_TEXTAUSZUG_:
Tatsächlich weist die nach Hitlers Vorstellungen entworfene bauliche Anlage charakteristische Merkmale nationalsozialistischer Architektur auf.
Die Situation bei Kriegsende
Ende April 1945 erreichte die Rote Armee den Berliner Bezirk Tempelhof und nahm das Flughafengelände in Besitz. Soldaten brachten auf dem Dach des Empfangsgebäudes die Fahne der Sowjetunion an. Sie begannen mit der Sicherung und Instandsetzung des Gebäudes und nutzten das Areal für ihren Flugverkehr. Am 8. Mai landeten hier die Repräsentanten der West-Alliierten, Luftmarschall Tedder und General Lattre de Tassigny, begrüßt vom sowjetischen Oberkommandierenden Marschall Schukow, um im Offizierskasino Karlshorst, dem heutigen Deutsch-Russischen Museum, die Kapitulationsunterzeichnung der Spitze des deutschen Militärs formell entgegenzunehmen. Wenige Minuten nach ihnen landeten auch die deutschen Militärs in einem Flugzeug der US-Luftwaffe, das sie aus Flensburg abgeholt hatte.
Trotz zahlreicher Bombenangriffe war der Flughafenneubau weitgehend intakt geblieben. Der alte Flughafen hingegen wurde schwer beschädigt; auch die Baracken des Zwangsarbeiterlagers wurden fast vollständig zerstört. An der Neubau-Anlage waren kriegsbedingt viele Elemente der ursprünglichen Planung nicht mehr ausgeführt worden. Von der städtebaulichen Gesamtanlage wurde der Vorplatz mit den Rundbauten nur ansatzweise realisiert. Ungebaut blieb zudem die geplante Kaskaden-Architektur, die axial vom Vorplatz zum damals völkisch überhöhten Kreuzberg-Denkmal von Karl Friedrich Schinkel führen sollte. Unvollendet blieben auch die Treppentürme und die Dach-Tribünen, von denen aus mehr als 80.000 Zuschauerinnen und Zuschauer Schauübungen der Luftwaffe auf dem Flugfeld hätten sehen sollen.

_GESPEICHERTE DATENSÄTZE_:
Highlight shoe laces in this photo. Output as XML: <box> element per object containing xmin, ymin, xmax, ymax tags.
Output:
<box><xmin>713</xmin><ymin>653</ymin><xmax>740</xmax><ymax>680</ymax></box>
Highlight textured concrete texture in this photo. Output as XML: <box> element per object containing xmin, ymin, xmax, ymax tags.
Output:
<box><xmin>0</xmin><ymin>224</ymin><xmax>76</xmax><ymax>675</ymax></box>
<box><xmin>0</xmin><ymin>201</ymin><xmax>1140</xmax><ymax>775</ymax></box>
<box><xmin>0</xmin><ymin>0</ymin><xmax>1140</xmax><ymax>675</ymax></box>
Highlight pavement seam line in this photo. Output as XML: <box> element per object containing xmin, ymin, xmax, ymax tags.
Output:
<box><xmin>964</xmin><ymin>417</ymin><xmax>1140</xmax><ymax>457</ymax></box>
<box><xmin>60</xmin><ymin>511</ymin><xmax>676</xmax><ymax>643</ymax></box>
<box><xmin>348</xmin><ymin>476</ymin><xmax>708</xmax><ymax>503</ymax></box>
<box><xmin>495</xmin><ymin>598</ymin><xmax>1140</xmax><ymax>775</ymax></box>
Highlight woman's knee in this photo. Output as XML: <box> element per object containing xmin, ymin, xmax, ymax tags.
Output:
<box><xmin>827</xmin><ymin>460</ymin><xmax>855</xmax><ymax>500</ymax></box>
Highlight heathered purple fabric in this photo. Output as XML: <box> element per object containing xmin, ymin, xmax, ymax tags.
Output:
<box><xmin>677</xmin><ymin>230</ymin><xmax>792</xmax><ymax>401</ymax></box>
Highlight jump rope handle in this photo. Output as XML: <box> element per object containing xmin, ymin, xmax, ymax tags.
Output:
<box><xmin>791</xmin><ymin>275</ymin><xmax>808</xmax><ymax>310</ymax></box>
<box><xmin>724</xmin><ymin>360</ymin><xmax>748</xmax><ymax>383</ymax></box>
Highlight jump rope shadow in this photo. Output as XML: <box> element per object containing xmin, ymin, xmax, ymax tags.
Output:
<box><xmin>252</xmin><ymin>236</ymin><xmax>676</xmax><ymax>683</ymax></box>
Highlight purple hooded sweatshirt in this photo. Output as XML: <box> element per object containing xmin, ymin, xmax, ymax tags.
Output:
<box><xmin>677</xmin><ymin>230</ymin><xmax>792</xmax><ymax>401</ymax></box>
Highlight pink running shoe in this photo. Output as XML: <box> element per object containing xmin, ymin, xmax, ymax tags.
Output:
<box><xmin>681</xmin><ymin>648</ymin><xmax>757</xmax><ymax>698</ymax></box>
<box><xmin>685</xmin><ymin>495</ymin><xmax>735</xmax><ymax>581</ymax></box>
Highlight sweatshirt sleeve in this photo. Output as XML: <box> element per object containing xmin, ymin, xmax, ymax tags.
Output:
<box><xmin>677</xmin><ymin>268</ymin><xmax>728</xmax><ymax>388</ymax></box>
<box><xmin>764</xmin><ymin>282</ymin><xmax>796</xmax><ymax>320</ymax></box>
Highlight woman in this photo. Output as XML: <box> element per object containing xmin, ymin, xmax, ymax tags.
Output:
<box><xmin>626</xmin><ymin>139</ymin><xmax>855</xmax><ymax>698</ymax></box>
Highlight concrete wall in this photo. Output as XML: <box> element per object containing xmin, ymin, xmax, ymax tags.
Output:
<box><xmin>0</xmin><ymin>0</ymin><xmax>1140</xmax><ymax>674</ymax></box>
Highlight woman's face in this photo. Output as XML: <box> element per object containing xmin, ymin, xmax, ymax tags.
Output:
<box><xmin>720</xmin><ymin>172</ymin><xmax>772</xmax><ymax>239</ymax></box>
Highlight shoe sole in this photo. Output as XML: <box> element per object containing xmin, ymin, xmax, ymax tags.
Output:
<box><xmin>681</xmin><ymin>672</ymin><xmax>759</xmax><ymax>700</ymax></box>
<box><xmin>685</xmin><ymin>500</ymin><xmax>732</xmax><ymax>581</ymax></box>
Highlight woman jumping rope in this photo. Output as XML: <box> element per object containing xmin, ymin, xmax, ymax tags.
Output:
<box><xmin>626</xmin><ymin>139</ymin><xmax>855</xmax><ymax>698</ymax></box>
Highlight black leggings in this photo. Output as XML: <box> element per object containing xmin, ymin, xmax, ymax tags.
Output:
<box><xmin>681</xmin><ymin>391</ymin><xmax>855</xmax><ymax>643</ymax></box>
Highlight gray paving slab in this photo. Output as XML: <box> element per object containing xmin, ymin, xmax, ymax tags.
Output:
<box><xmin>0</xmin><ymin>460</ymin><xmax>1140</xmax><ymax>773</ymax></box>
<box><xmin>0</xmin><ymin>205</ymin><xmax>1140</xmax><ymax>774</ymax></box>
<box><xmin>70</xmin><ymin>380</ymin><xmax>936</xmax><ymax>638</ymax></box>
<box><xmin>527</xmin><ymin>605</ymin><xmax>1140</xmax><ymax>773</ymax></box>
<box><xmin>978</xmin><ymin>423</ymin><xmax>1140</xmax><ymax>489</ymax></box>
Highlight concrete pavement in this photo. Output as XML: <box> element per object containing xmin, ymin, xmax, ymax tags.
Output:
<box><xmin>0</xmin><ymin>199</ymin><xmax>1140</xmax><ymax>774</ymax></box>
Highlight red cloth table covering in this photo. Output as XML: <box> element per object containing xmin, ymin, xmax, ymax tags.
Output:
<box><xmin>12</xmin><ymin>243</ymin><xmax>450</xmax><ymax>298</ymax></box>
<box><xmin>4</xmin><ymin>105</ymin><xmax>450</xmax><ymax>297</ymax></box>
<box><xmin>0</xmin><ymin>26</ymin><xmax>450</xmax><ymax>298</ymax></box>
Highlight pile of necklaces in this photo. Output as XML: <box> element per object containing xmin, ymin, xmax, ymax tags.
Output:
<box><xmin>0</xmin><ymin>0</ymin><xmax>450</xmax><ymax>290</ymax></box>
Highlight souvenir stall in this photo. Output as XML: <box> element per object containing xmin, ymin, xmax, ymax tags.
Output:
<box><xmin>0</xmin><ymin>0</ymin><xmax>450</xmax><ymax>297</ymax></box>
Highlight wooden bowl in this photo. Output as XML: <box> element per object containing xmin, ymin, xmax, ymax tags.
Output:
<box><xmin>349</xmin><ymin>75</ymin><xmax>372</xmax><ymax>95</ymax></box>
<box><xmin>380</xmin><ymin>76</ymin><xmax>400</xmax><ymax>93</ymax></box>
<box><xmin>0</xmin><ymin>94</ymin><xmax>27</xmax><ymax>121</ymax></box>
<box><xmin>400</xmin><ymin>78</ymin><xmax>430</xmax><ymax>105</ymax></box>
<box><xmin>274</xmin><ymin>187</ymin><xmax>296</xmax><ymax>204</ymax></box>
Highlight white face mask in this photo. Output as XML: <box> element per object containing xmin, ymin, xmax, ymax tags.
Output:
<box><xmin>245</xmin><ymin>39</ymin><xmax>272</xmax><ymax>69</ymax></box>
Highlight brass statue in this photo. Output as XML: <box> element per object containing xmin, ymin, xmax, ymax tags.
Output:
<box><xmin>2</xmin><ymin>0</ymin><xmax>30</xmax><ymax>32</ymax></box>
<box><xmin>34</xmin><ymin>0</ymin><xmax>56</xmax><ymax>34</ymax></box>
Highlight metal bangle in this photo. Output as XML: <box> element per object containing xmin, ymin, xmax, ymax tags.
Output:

_DEINE AUFGABEN_:
**A.** Fass im Textauszug über den Flughafen Tempelhof den Absatz, der mit „Trotz zahlreicher Bombenangriffe“ beginnt, als kurze Liste zusammen. Die wichtigen Fakten sollen drinbleiben.
**B.** Beantworte diese Fragen zum Textauszug über den Flughafen Tempelhof:
(i) Welche Fahne brachten Soldaten auf dem Dach des Empfangsgebäudes an?
(ii) Wo hatte das Flugzeug der US-Luftwaffe die deutschen Militärs abgeholt?
(iii) Wie viele Zuschauerinnen und Zuschauer hätten von den Dach-Tribünen aus zusehen sollen?
**C.** Schreib den Textauszug über den Flughafen Tempelhof nach seinem letzten Satz weiter.

_DIE LÖSUNGEN_:
**A.**
- Der neue Flughafenbau blieb trotz vieler Bombenangriffe größtenteils heil.
- Der alte Flughafen wurde schwer beschädigt.
- Die Baracken des Zwangsarbeiterlagers wurden fast ganz zerstört.
- Wegen des Krieges wurde vieles vom ursprünglichen Plan für den Neubau nicht mehr gebaut:
  - Der Vorplatz mit den Rundbauten entstand nur in Ansätzen.
  - Die Kaskaden-Architektur bis zum Kreuzberg-Denkmal von Karl Friedrich Schinkel wurde nicht gebaut.
  - Die Treppentürme und die Dach-Tribünen blieben unfertig. Von dort hätten mehr als 80.000 Zuschauerinnen und Zuschauer Schauübungen der Luftwaffe sehen sollen.

**B.**
(i) Die Fahne der Sowjetunion.
(ii) In Flensburg.
(iii) Mehr als 80.000.

**C.**
Knapp zwei Monate nach Kriegsende bezogen US-amerikanische Truppen ihren Sektor in Berlin, zu dem auch der Bezirk Tempelhof gehörte. Am 4. Juli, dem amerikanischen Unabhängigkeitstag, übernahmen die US-Streitkräfte offiziell von den Sowjets ihren Sektor im Südwesten Berlins. Flughafen-Neubau und Flugfeld wurden zum streng kontrollierten Luftwaffenstützpunkt der US Army. Statt der Grasbahn, die für ihre schweren Maschinen nicht geeignet war, ließen die Amerikaner zunächst eine Start- und Landebahn aus Lochplatten anlegen.
Berlin-Blockade und Berliner Luftbrücke
Nachdem sich die vier Siegermächte nicht auf eine gemeinsame Währung als Basis für den Wiederaufbau der Besatzungszonen einigen konnten, zerbrach die Anti-Hitler-Koalition. Der Ost-West-Konflikt spitzte sich zu. Als die West-Alliierten am 23. Juni 1948 begannen, in ihren Sektoren die D-Mark einzuführen, sperrten sowjetische Truppen in der Nacht zum 24. Juni die Land- und Wasserwege in die West-Sektoren Berlins. Die West-Alliierten reagierten darauf mit der Entscheidung, die Versorgung per Flugzeug zu organisieren.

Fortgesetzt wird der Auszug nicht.